● What is required: Among the entries below, one stretch runs from the line that contains "Target: hazy blue" through the line that contains "it: point(103, 248).". Repeat that stretch exactly, ends included, and only that.

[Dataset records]
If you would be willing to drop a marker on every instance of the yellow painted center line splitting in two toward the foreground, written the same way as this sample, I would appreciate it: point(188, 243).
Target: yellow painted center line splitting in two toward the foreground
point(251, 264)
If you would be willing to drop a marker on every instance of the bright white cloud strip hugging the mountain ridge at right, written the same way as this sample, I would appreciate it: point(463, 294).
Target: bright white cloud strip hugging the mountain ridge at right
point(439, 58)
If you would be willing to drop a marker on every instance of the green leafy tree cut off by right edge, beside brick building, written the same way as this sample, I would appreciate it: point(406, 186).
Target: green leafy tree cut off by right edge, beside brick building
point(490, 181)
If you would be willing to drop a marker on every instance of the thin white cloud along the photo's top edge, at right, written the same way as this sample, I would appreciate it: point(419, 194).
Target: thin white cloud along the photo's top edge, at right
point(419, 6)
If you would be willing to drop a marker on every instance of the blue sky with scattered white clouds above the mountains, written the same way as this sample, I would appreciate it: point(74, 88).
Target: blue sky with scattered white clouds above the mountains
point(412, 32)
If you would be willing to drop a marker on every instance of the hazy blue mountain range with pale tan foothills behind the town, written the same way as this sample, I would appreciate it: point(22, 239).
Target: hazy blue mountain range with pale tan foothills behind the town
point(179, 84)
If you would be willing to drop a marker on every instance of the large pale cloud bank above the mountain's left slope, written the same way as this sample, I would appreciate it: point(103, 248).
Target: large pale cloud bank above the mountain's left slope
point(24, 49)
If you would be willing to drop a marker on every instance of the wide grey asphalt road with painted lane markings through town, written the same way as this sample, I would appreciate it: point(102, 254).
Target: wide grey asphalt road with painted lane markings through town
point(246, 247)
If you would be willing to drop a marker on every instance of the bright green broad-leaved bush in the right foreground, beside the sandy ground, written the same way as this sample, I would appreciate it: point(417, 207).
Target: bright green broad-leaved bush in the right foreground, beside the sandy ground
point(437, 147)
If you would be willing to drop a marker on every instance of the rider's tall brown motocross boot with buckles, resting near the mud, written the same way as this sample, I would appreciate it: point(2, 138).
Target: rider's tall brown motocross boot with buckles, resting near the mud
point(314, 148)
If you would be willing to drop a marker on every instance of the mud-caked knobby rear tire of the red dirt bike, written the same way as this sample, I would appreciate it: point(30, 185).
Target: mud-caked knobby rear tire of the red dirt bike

● Reply to the task:
Target: hazy blue mountain range with pale tan foothills behind the town
point(179, 84)
If you would be willing to drop a marker on every instance of the large pale cloud bank above the mountain's left slope, written the same way as this sample, I would appreciate it: point(103, 248).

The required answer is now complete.